### Task directions
Report each line in the items below that contains the word "green", copying every such line in full.

### Records provided
<<<<

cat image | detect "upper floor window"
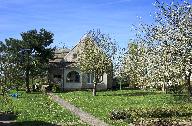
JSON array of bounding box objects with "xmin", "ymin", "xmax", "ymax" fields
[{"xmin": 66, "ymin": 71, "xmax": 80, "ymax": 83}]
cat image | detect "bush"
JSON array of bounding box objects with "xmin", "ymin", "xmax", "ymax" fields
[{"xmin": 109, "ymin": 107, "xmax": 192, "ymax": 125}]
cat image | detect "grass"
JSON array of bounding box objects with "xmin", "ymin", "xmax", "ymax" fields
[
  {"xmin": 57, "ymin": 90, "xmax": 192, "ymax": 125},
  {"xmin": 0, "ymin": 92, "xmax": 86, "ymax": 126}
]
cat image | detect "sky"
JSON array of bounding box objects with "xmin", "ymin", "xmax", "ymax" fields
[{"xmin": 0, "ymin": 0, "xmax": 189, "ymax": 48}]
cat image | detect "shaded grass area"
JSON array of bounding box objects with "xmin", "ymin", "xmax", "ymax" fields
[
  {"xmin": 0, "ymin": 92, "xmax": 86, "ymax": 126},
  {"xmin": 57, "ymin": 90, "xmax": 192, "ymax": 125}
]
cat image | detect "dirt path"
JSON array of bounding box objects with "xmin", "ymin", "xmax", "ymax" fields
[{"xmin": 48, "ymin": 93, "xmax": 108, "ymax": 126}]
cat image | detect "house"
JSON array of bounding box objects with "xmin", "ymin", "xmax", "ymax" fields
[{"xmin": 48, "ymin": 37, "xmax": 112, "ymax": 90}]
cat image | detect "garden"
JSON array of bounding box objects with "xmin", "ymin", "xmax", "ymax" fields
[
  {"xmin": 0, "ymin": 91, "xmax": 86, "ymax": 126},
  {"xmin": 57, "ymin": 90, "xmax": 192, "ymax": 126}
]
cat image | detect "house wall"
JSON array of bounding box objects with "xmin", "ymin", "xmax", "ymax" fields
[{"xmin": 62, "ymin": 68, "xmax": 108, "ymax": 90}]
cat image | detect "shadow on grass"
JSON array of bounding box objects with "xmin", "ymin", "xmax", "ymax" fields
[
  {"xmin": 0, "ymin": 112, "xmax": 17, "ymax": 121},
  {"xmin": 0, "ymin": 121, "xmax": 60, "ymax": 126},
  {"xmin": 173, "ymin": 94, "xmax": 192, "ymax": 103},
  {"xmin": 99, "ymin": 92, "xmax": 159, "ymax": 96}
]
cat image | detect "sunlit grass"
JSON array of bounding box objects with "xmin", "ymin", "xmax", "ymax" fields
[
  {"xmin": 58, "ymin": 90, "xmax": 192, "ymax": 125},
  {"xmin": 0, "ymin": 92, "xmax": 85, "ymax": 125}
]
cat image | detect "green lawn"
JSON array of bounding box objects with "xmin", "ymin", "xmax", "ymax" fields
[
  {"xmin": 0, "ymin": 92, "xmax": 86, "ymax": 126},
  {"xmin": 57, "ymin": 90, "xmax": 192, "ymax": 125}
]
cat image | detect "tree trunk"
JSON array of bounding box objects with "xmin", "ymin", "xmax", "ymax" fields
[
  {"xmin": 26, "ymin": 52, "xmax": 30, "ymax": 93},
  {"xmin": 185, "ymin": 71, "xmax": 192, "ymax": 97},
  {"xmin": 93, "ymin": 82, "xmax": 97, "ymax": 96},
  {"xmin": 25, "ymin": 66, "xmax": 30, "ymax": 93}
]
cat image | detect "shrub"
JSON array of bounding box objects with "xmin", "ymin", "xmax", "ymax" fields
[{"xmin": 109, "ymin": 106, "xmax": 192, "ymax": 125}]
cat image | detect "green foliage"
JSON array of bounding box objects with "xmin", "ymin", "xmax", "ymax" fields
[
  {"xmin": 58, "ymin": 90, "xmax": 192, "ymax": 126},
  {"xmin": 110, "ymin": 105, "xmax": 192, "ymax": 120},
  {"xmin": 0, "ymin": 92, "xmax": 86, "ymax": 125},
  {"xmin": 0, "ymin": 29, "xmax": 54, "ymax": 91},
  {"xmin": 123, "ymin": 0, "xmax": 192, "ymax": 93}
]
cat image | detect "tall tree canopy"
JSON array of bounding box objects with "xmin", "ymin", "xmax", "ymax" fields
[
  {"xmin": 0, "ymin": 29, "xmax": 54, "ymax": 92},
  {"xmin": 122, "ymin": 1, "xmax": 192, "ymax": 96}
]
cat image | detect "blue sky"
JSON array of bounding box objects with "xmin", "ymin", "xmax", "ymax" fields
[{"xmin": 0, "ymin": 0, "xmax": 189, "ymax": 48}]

>>>>

### Full solution
cat image | detect "green lawn"
cat image | detect "green foliage"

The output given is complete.